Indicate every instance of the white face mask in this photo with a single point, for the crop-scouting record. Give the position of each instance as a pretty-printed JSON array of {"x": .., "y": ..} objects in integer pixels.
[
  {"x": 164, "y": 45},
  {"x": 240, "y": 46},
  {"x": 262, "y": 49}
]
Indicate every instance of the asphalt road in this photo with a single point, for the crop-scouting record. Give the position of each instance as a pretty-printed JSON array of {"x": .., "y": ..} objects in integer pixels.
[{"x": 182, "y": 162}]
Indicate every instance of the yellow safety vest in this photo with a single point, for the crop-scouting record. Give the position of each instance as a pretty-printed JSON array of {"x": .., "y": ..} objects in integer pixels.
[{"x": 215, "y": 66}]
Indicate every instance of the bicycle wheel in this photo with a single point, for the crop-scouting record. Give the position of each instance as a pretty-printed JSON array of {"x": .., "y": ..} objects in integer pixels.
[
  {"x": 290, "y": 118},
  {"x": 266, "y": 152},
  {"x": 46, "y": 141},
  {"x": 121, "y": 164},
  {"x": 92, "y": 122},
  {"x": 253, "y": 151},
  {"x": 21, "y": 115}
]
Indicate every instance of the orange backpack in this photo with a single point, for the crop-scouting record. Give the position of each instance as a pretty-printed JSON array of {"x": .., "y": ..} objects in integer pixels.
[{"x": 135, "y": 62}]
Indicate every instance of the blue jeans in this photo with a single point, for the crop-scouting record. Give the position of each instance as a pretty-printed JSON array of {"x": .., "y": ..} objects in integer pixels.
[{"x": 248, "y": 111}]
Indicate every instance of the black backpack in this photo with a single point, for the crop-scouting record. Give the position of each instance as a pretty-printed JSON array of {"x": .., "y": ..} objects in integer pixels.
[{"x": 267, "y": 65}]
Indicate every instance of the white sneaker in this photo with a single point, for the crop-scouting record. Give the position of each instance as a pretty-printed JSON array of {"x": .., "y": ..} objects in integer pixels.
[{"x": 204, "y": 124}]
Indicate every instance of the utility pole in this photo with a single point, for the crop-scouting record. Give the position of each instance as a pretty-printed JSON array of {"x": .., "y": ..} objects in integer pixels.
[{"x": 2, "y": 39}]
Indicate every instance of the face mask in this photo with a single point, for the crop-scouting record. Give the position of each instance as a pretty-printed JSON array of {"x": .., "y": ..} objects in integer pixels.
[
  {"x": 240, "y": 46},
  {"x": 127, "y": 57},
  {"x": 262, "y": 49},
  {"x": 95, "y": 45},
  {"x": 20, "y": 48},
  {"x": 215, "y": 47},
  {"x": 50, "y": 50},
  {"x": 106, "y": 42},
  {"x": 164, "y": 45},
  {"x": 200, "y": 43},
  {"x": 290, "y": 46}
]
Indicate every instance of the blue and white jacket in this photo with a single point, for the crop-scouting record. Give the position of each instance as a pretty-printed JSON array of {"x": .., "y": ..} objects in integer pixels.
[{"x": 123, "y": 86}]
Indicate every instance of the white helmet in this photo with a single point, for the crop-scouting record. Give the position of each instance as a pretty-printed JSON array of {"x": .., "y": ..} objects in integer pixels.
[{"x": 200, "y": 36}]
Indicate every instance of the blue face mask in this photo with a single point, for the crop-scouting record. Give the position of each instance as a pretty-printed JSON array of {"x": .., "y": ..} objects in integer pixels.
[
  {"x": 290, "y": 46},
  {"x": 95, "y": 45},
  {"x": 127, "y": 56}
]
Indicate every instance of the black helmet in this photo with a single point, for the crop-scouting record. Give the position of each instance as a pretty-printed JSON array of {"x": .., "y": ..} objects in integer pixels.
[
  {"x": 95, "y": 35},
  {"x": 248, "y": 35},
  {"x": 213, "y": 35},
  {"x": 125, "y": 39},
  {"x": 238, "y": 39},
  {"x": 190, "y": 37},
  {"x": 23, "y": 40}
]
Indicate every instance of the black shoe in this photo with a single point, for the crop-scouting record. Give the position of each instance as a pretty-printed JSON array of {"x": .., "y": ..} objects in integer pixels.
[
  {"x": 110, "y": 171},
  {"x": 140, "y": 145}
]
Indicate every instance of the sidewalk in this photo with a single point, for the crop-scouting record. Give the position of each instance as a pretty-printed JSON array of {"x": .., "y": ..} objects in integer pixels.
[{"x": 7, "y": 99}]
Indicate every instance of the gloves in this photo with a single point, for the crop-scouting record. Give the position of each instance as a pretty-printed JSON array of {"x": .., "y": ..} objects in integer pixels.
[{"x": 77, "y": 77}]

^^^^^^^^

Written task: Every record shown above must be echoed exactly.

Result for this exercise:
Indicate every instance of the white face mask in this photo with a single point, for the crop-scouting record. Give the position of each instance as a pretty-printed JSON array of {"x": .., "y": ..} objects in integer pixels.
[
  {"x": 164, "y": 45},
  {"x": 240, "y": 46},
  {"x": 262, "y": 49}
]
Indicate every instance of the asphalt road in this photo with a single point, for the crop-scouting record. Give the position of each instance as a pretty-printed JSON array of {"x": .., "y": ..} objects in integer pixels.
[{"x": 182, "y": 162}]
Indicate every instance of the yellow safety vest in this photo with a single point, for the crop-scouting record. Give the position of each instance as a pretty-printed JSON array of {"x": .., "y": ..} objects in integer pixels.
[{"x": 215, "y": 66}]
Indicate every instance of the bicycle wheel in this photo with a single point, for the crop-scouting record. Give the position of each instance as a pretty-printed JSON array of {"x": .., "y": ..} objects in integer pixels.
[
  {"x": 290, "y": 118},
  {"x": 266, "y": 152},
  {"x": 46, "y": 141},
  {"x": 121, "y": 164},
  {"x": 92, "y": 122},
  {"x": 253, "y": 151},
  {"x": 21, "y": 115}
]
Indicate every instance of the orange backpack in this photo with a single point, for the crop-scouting record. Give the position of each instance as a pretty-printed JSON array of {"x": .., "y": ..} objects in integer pixels.
[{"x": 135, "y": 62}]
Indicate every instance of the blue jeans in this photo with a single point, for the crop-scouting record. Give the position of each instance as a pretty-printed JSON array of {"x": .., "y": ..} objects in integer pixels.
[{"x": 248, "y": 111}]
Indicate every instance of the black backpack in this photo with a single point, for the crop-scouting record. Give the position of each instance as a pretty-printed JSON array of {"x": .., "y": ..} objects in integer pixels.
[{"x": 267, "y": 65}]
Indicate every instance of the white sneaker in this photo with a single point, for the crop-scouting record. Give the position of each instance as a pretty-printed JSON array of {"x": .., "y": ..} objects in integer pixels.
[{"x": 204, "y": 124}]
Indicate every instance of the utility pole in this photo with a single point, for the crop-scouting record. Give the position of each instance as a pretty-printed JSON array of {"x": .., "y": ..} objects in integer pixels.
[{"x": 2, "y": 39}]
Indicate every instance of the face mask in this photo with a single point, for the crop-scouting record. Give the position of each instance as a pretty-printed JSON array of {"x": .., "y": ..} objects in integer pixels.
[
  {"x": 240, "y": 46},
  {"x": 127, "y": 57},
  {"x": 262, "y": 49},
  {"x": 95, "y": 45},
  {"x": 20, "y": 48},
  {"x": 215, "y": 47},
  {"x": 50, "y": 50},
  {"x": 106, "y": 42},
  {"x": 164, "y": 45},
  {"x": 200, "y": 43},
  {"x": 290, "y": 46}
]
Indicate every instance of the blue and white jacket in this photo with a single point, for the crop-scouting record. Give the position of each instance as a pretty-printed JSON array of {"x": .., "y": ..} objects in integer pixels.
[{"x": 123, "y": 86}]
Indicate every instance of the white helmet in this photo with a single point, for the crop-scouting record. Give the position of each instance as a pretty-printed JSON array of {"x": .., "y": ..} objects in integer pixels.
[{"x": 200, "y": 36}]
Indicate every instance of the blue face mask in this photo with a single point, for the crop-scouting record. Give the position of each instance as a pretty-printed JSON array of {"x": .., "y": ..} objects in integer pixels.
[
  {"x": 290, "y": 46},
  {"x": 95, "y": 45},
  {"x": 127, "y": 56}
]
Indicate every instance of the black helmet in this photo with a single point, for the crop-scouting record. Give the position of each instance as a pretty-printed JSON array of {"x": .., "y": ..} objects in integer pixels.
[
  {"x": 95, "y": 35},
  {"x": 248, "y": 35},
  {"x": 213, "y": 35},
  {"x": 125, "y": 39},
  {"x": 238, "y": 39},
  {"x": 190, "y": 37},
  {"x": 23, "y": 40}
]
Indicate every instance of the black shoe in this photo with a single point, for the crop-scouting record. Give the position of each instance as a pretty-printed JSON array of {"x": .., "y": ..} objects in integer pixels.
[
  {"x": 110, "y": 171},
  {"x": 140, "y": 145}
]
Indicate every instance of the sidewalk in this photo with a single point, for the crop-scouting record. Give the position of each instance as a pretty-printed JSON array of {"x": .., "y": ..} objects in integer pixels.
[{"x": 7, "y": 99}]
Indicate every instance of the gloves in this photo with a single point, for the crop-scouting record. Give the position of each instance as a pretty-printed JSON array of {"x": .., "y": ..} objects in integer pixels.
[{"x": 77, "y": 77}]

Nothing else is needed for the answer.